● **Extract provided**:
**********
In the year 629 Muhammad sent 'Amr ibn al-'As to Daat al-Salaasil from where he called for reinforcements, this was known as the Expedition of Abu Ubayda ibn al-Jarrah. Muhammad sent Abu Ubayda in command of an army that included Abu Bakr and Umar. They attacked and defeated the enemy. Later in the same year, another expedition was sent under his command to locate the routes of Qurayshi caravans.

Role in the succession of Abu Bakr
Muhammad died in 632 and the Muslims were in disagreement over who would succeed him as leader of their nascent community. On the same day of the Islamic prophet's death, the Ansar convened, in what became known as the Saqifah, and chose one of their own as caliph. Their principal aim was to prevent a Meccan, especially the new converts among the Qurayshite aristocracy, from gaining power over them. Opinion among the Muhajirun were split, with one side favoring a person closer to Muhammad in kinship, namely Ali, who they held was favored by Muhammad to succeed him. The other faction of the Muhajirun mostly backed Abu Bakr due to his seniority, closeness to Muhammad, and the increasingly important role he was attaining in the prophet's last years. The bulk of the Qurayshite new converts, with the prominent exception of Abu Sufyan, backed Abu Bakr.

The Islamic tradition generally portrays Abu Bakr, Umar and Abu Ubayda as operating in concert and decisively intervening against the Ansar at Saqifah. After a debate, the triumvirate obtained the allegiance of the Ansarites to Abu Bakr despite their reservations. There are indications, according to the modern historian Elias Shoufani, that Umar initially favored Abu Ubayda as caliph, but that he lacked sufficient support against Abu Bakr, who he consequently supported against other potential candidates. A report in the history of al-Baladhuri holds that after Muhammad died, Umar told Abu Ubayda "Stretch your hand and let us give you the bay'ah [oath of allegiance], for you are the custodian (Amīn) of this ummah (the Muslim community), as the prophet called you". Abu Ubayda is then said to have declined in favor of Abu Bakr. Another report in the history of al-Tabari holds that Abu Bakr offered at Saqifah the caliphate to Umar or Abu Ubayda, but both insisted on Abu Bakr's succession.
**********
(Dataset excerpts on object pointing)

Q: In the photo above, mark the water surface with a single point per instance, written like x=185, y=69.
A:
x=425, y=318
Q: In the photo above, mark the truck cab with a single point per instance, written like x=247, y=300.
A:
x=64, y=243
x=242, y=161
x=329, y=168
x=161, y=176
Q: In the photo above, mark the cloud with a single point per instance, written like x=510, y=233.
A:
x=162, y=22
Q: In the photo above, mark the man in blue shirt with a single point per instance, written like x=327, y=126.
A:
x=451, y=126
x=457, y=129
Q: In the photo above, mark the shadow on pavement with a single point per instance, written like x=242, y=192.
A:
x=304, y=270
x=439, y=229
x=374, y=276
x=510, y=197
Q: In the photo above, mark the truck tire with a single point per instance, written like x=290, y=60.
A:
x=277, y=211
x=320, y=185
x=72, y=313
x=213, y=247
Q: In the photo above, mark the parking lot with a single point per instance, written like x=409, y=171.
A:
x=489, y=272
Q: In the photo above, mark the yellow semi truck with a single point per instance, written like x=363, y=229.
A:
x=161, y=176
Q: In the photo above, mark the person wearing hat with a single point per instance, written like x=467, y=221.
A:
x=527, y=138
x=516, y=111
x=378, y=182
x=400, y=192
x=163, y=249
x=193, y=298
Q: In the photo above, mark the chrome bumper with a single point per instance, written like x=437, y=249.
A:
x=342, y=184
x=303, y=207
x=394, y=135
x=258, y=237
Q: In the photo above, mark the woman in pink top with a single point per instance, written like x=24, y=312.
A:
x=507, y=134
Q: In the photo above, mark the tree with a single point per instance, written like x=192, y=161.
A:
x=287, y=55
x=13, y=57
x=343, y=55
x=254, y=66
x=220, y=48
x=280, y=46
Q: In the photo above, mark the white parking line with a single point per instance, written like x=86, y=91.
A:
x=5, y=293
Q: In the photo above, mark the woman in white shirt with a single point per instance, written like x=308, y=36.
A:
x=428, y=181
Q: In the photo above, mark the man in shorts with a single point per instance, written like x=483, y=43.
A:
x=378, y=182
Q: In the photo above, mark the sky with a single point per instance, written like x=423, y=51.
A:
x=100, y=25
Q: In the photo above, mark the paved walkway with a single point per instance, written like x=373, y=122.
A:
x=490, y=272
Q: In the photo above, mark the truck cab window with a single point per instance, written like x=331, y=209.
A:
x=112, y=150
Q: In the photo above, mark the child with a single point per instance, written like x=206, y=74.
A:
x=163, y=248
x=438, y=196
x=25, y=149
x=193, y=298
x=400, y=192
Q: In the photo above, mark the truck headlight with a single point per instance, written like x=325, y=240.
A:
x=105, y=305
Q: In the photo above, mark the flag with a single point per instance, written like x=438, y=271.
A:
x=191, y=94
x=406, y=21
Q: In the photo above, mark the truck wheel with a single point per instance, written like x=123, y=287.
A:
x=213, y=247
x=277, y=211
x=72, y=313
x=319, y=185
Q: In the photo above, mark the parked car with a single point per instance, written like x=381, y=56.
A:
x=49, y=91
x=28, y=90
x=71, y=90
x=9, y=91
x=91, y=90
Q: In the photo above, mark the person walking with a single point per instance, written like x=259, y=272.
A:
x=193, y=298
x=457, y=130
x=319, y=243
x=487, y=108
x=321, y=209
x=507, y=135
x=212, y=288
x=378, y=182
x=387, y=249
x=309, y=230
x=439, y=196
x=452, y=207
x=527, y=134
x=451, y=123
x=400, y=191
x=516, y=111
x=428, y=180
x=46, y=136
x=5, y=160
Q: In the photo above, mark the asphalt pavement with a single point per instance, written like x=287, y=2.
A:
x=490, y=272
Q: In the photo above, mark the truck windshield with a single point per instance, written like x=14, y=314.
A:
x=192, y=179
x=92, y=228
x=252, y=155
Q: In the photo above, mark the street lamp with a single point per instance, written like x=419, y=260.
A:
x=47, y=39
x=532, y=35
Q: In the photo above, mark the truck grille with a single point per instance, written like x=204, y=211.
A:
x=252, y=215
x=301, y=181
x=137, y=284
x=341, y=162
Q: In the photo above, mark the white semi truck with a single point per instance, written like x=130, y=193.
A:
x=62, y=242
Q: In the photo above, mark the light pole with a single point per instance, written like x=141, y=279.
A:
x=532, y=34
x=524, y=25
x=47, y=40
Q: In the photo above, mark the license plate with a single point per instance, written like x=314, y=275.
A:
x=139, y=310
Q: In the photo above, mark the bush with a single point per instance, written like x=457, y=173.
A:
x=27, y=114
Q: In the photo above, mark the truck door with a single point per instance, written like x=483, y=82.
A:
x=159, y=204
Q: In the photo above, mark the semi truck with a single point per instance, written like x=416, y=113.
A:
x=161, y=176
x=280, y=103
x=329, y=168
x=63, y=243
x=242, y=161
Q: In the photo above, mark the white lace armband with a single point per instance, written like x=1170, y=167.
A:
**********
● **Required actions**:
1 - Answer these questions from the passage on Abu Ubayda:
(a) In what year did Muhammad die?
(b) Which Qurayshite new convert was the prominent exception to the bulk of them backing Abu Bakr?
(c) In al-Baladhuri's report, what did Umar say the prophet had called Abu Ubayda?
2 - Can you extend the passage on Abu Ubayda, picking up right after its last sentence?
These records are separate material and have no connection to the passage on Abu Ubayda.

● **Expected results**:
1 -
(a) 632
(b) Abu Sufyan
(c) The custodian (Amīn) of this ummah

2 -
Commander in Syria

Deployment and appointment to supreme command
As the Ridda wars came to an end, Abu Bakr dispatched three or four armies at the same or different intervals toward Byzantine Syria to conquer that region. Though there are several versions in the early Islamic tradition, including in the works of Ibn Hubaysh al-Asadi (), al-Mas'udi (d. 956), al-Azdi (d. 944), as well as the 10th-century-compiled Kitab al-Aghani, that place Abu Ubayda as one of these commanders, modern research, including by historians H. A. R. Gibb, C. H. Becker, Philip K. Hitti, Andreas Stratos, D. R. Hill and Khalil Athamina date his dispatch to after Abu Bakr's death. In the comprehensive 9th-century history of the early Muslim conquests by al-Baladhuri, the latter states "there is no truth" to the claim Abu Ubayda was sent by Abu Bakr; rather, the caliph "intended to send Abu ʿUbayda at the head of one of the armies, but the latter asked the caliph to relieve him of this mission". Athamina assesses that "certain allusions" in the Islamic sources offer context to the notion that Abu Ubayda, despite his participation in several expeditions under Muhammad and his high-standing among the Muslims, did not have the desire nor the necessary military experience and merit to accept the post Abu Bakr offered him.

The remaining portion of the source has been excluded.